BY COLUM LYNCH | APRIL 18, 2011
In the aftermath of Israel’s 2008-2009 intervention into the Gaza Strip, Susan E. Rice, the U.S. ambassador to the United Nations, led a vigorous campaign to stymie an independent U.N. investigation into possible war crimes, while using the prospect of such a probe as leverage to pressure Israel to participate in a U.S.-backed Middle East peace process, according to previously undisclosed diplomatic cables provided by the anti-secrecy website WikiLeaks.
The documents provide a rare glimpse behind the scenes at the U.N. as American diplomats sought to shield Israel’s military from outside scrutiny of its conduct during Operation Cast Lead. Their release comes as the issue is back on the front pages of Israel’s newspapers, following the surprise recent announcement by Richard Goldstone — an eminent South African jurist who led an investigation commissioned by the U.N.’s Human Rights Council — in a Washington Post op-ed that his team had unfairly accused Israel of deliberately targeting Palestinian civilians.
In one pointed cable, Rice repeatedly prodded U.N. Secretary-General Ban Ki-moon to block a recommendation of the board of inquiry to carry out a sweeping inquiry into alleged war crimes by Israeli soldiers and Palestinian militants. In another cable, Rice issued a veiled warning to the president of the International Criminal Court, Sang-Hyun Song, that an investigation into alleged Israeli crimes could damage its standing with the United States at a time when the new administration was moving closer to the tribunal. “How the ICC handles issues concerning the Goldstone Report will be perceived by many in the US as a test for the ICC, as this is a very sensitive matter,” she told him, according to a Nov. 3, 2009, cable from the U.S. mission to the United Nations.

### Short task A
Starting with the line containing "Locate the shoreline" and going on through the end of the rows, write those rows out again, requests included, with -124 added to every coordinate in the answers.

(Rows from a point labeling set)
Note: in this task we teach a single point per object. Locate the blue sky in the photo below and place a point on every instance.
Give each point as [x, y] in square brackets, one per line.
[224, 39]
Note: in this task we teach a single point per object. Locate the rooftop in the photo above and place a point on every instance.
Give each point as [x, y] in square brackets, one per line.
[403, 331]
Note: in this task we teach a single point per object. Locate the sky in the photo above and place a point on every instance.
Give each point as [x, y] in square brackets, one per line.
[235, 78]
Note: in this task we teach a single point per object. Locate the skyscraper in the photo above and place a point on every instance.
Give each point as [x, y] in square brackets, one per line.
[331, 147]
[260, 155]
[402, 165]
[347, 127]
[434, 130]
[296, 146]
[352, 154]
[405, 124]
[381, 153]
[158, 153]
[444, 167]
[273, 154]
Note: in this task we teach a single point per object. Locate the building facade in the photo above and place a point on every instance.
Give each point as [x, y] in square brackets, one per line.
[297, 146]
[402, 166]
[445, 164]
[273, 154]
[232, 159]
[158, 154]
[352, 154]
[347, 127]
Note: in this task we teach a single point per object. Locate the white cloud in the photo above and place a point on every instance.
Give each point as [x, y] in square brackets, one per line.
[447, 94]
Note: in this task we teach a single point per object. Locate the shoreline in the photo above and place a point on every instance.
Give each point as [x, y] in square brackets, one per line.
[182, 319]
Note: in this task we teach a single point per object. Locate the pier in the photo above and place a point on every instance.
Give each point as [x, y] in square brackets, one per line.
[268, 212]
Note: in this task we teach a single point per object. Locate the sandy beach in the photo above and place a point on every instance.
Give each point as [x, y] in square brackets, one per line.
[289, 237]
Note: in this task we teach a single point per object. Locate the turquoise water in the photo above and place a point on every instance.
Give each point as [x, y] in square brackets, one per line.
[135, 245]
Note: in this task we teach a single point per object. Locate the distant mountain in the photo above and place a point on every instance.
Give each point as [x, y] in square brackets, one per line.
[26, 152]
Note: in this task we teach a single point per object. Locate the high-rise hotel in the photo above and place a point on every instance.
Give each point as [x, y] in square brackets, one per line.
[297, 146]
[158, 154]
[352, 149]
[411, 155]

### Short task B
Using the article on the Gaza cables, say whether each statement agrees with it: (i) Richard Goldstone is a South African jurist. (ii) The cable quoting Rice's remark to Sang-Hyun Song is dated Nov. 3, 2010. (iii) Goldstone made his announcement in a New York Times op-ed.

### Right answer A
Note: in this task we teach a single point per object. Locate the shoreline in the photo above and place a point on every instance.
Give each point as [x, y] in square brackets, one per line.
[58, 195]
Note: in this task we teach a single point per object. Locate the pier in the photo above and place a point on every instance.
Give each point as [x, y] in square brackets, one per line.
[144, 88]
Note: in this task we teach a single point per object. Locate the sandy beach in the photo above and place a point on every instance.
Give each point as [x, y] in square brackets, one per line.
[165, 113]
Note: in this task we teach a single point per object. Locate the turquoise water in the photo above and place a point on every instance.
Give each point as [x, y] in square brackets, one per line.
[11, 121]
Note: in this task we teach a single point per object. Locate the distant mountain in the photo above and place a point on every instance.
Give each point as [x, y] in square brackets, one per line.
[-98, 28]
Note: in this task we teach a single point per object. Locate the high-rise hotel in the photo above and place a point on every instance.
Give each point as [x, y] in square brackets, one per line.
[173, 22]
[34, 30]
[228, 25]
[287, 31]

### Right answer B
(i) Yes: "an eminent South African jurist"
(ii) No: "according to a Nov. 3, 2009, cable from the U.S. mission to the United Nations"
(iii) No: "in a Washington Post op-ed"